APPLY WHAT YOU READ
1. List the practices at Parker's meeting that the quoted views in the passage name as irregularities.
2. Reproduce the part of the passage that opens with the words containing "Of God, who" and closes with "and of loss.".

(PASSAGE)

The heart's delight and blossom of thy home.


And I with others, in the outer court,

Must sadly follow the excluding will,

In painful admiration, of the skill

Of God, who speaks his sweetest sentence short.

At this time she writes to her sister Annie:—

"I cannot yet write of what has come to me. Chev and I feel that we are baptized into a new order of suffering—those who have lost children, loving them, can never be like those who have not. It makes a new heaven and a new earth. The new heaven I have not yet—the blow is too rough and recent. But the new earth, sown with tears, with the beauty and glory gone out of it, the spring itself, that should have made us happy together, grown tasteless and almost hateful. All the relish of life seems gone with him. I have no patience to make phrases about it—for the moment it seems utterness of doubt and of loss.

"No doubt about him. 'This night shalt thou be with me in Paradise' was said by one who knew what he promised. My precious Baby is with the Beautiful One who was so tender with the children. But I am alone, still fighting over the dark battle of his death, still questioning whether there is any forgiveness for such a death. Something must have been wrong somewhere—to find it out, I have tortured myself almost out of sanity. Now I must only say, it is, and look and wait for divine lessons which follow our bitter afflictions.

"God bless you all, darling. Ask dear Cogswell to write me a few lines—tell him that this deep cut makes all my previous life seem shallow and superficial. Tell him to think of me a little in my great sorrow.

"Your loving

"Julia."

She had by now definitely joined the Unitarian Church, in whose doctrines her mind found full and lasting rest; throughout this sorrowful time the Reverend James Freeman Clarke was one of her kindest helpers. Several years before this, she had unwillingly left Theodore Parker's congregation at our father's request. She records in the "Reminiscences" his views on this subject:—

"'The children (our two oldest girls) are now of an age at which they should receive impressions of reverence. They should, therefore, see nothing at the Sunday service which militates against that feeling. At Parker's meeting individuals read the newspapers before the exercises begin. A good many persons come in after the prayer, and some go out before the conclusion of the sermon. These irregularities offend my sense of decorum, and appear to me undesirable in the religious education of my family.'"

(End PASSAGE)
(DATASET ENTRIES)

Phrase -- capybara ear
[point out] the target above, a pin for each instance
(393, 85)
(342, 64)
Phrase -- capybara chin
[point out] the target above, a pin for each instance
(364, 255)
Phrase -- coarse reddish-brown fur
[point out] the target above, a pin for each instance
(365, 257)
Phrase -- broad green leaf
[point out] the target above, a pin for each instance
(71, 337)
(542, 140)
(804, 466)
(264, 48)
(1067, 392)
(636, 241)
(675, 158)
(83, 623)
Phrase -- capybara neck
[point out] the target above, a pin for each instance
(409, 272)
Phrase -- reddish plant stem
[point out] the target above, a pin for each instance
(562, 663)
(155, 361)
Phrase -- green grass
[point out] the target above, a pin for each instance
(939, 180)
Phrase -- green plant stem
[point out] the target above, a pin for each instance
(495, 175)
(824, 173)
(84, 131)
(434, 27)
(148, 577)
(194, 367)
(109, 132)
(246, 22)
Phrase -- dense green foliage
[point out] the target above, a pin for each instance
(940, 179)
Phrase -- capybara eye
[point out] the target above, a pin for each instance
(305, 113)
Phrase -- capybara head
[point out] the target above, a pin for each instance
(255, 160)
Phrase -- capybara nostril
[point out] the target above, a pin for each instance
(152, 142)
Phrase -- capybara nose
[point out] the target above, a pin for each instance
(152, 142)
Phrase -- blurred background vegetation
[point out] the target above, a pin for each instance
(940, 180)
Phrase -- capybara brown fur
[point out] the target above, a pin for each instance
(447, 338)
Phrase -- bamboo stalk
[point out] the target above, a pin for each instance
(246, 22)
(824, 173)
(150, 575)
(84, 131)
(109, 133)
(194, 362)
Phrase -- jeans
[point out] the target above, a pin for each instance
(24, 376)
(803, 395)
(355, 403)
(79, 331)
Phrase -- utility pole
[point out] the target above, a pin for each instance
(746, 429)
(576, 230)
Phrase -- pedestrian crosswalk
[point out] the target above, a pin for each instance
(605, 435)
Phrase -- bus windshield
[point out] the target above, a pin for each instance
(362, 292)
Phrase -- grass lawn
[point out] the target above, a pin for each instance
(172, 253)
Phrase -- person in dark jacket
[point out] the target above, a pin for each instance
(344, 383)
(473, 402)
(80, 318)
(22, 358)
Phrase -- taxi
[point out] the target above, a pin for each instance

(End DATASET ENTRIES)

ANSWERS BY ITEM
1.
- Individuals read the newspapers before the exercises begin.
- A good many persons come in after the prayer.
- Some go out before the conclusion of the sermon.

2.
Of God, who speaks his sweetest sentence short.

At this time she writes to her sister Annie:—

"I cannot yet write of what has come to me. Chev and I feel that we are baptized into a new order of suffering—those who have lost children, loving them, can never be like those who have not. It makes a new heaven and a new earth. The new heaven I have not yet—the blow is too rough and recent. But the new earth, sown with tears, with the beauty and glory gone out of it, the spring itself, that should have made us happy together, grown tasteless and almost hateful. All the relish of life seems gone with him. I have no patience to make phrases about it—for the moment it seems utterness of doubt and of loss.